It was great to catch up with Intralinks clients in person, mingle with more than 1,400 CRE professionals and pop into various panel discussions, breakout and networking sessions. The packed event provided a wealth of perspectives on current market conditions, sustainability, environmental, social and corporate governance (ESG) and the importance of technology. I came away with three key takeaways from the event.

1. Macro challenges are weighing heavily on CRE

Recent market volatility across all capital markets, inflation, rising interest rates and geopolitical turmoil, are headwinds for the CRE industry. Coming off a strong 2021 as well as a solid Q1, the industry has since seen a significant drop in deals in the CMBS space, amounting to about a 30 percent decline. And while there appears to be a fair amount of dry powder that investors are keen to put to work, many borrowers are taking a wait-and-see approach until markets stabilize. Meanwhile, CRE CLO issuance continues to outpace conduit CMBS — a trend continuing from 2021 — as CRE CLO managers are expected to clear warehouse lines to be able to issue new products. Conduit CMBS will likely still lag given borrowers’ preference for floating rate debt which gives them the flexibility to prepay.  

2. ESG is (still) a hot topic, but there is much to learn

ESG has been a hot topic for a while now and received heightened emphasis at this year’s event with a full day three dedicated to a “Sustainability Summit.” ESG presents different challenges to different participants in CRE. There were interesting perspectives from issuers, borrowers and investors on topics such as affordable housing, green bond issuance, and establishing standards and methods to drive green initiatives in CRE. While there was no lack of insight on the topic, perhaps the most pressing concern was that there still needs to be much work and clarification is still needed on how to incorporate ESG principles into CRE transactions. One suggestion was commercial property assessed clean energy (C-PACE), a program for CRE borrowers to obtain financing for energy efficiency, renewable energy and other green energy upgrades. Also covered was affordable housing and improving it by encouraging borrower diversity, tenant advocacy, more renovations and new construction.

[ITEMS]:

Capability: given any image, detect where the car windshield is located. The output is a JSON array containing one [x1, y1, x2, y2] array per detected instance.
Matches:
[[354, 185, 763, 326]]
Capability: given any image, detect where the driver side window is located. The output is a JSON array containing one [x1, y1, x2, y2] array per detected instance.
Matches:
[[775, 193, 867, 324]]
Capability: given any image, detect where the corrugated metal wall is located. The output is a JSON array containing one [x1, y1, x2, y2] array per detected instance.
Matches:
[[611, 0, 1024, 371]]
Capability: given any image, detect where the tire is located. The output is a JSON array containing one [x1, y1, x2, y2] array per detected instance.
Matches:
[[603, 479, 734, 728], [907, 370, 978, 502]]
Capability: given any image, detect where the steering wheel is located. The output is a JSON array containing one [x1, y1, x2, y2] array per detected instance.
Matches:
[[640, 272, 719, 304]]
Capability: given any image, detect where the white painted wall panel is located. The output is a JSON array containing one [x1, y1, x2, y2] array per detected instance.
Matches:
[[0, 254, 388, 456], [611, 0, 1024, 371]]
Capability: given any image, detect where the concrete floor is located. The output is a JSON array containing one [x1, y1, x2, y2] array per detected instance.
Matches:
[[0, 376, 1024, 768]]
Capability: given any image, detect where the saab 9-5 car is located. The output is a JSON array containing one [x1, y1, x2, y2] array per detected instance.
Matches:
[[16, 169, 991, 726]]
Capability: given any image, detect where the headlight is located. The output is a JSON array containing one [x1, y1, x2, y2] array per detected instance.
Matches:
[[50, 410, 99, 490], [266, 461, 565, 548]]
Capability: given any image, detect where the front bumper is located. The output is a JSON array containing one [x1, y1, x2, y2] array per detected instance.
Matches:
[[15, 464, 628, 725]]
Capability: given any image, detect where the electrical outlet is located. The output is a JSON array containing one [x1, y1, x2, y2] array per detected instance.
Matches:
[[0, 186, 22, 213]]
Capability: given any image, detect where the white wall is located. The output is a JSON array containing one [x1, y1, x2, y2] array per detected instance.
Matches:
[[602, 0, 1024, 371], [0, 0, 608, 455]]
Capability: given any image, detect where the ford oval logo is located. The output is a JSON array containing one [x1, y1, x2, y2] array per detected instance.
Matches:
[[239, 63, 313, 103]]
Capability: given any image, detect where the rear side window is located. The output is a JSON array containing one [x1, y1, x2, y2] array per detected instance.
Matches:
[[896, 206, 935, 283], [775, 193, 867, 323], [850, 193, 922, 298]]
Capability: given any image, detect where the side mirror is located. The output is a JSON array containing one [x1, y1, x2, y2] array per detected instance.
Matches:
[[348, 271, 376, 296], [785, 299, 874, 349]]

[WRITTEN REQUEST 1]:
Answer these from the conference write-up:
(a) How many CRE professionals attended the event?
(b) About how much did deals in the CMBS space decline?
(c) What was day three of the event dedicated to?
[WRITTEN REQUEST 2]:
Extend the conference write-up past its last sentence, picking up at the third key takeaway.
The material comes from a different source than the conference write-up.

[ANSWER 1]:
(a) More than 1,400
(b) About 30 percent
(c) A "Sustainability Summit"

[ANSWER 2]:
3. Technology is critical, in any type of market

An interesting panel discussion addressed the growth of technology and its impact on the real estate industry. Topics included providing a more efficient means of navigating the transactions around real estate for consumer borrowers and lenders as well as artificial intelligence (AI), harnessing a wealth of real estate data, algorithms to enhance credit analysis and making document sharing and transactions more efficient. It was pointed out that technology will become more critical and more adopted in this potentially persistent down market as it might be more reliable in terms of surfacing and helping to resolve problems within a particular company, transaction or property. In many of my conversations with clients, the ability to securely manage the flow of documents and provide a seamless and intuitive process when structuring a deal is paramount. Additionally, the protection of data and the threat of cyberattacks are always in the back of their minds.

The recurring theme through these various discussions seemed to be that technology is most beneficial when it improves processes and promotes equity and transparency so that all participants are empowered in their decision-making.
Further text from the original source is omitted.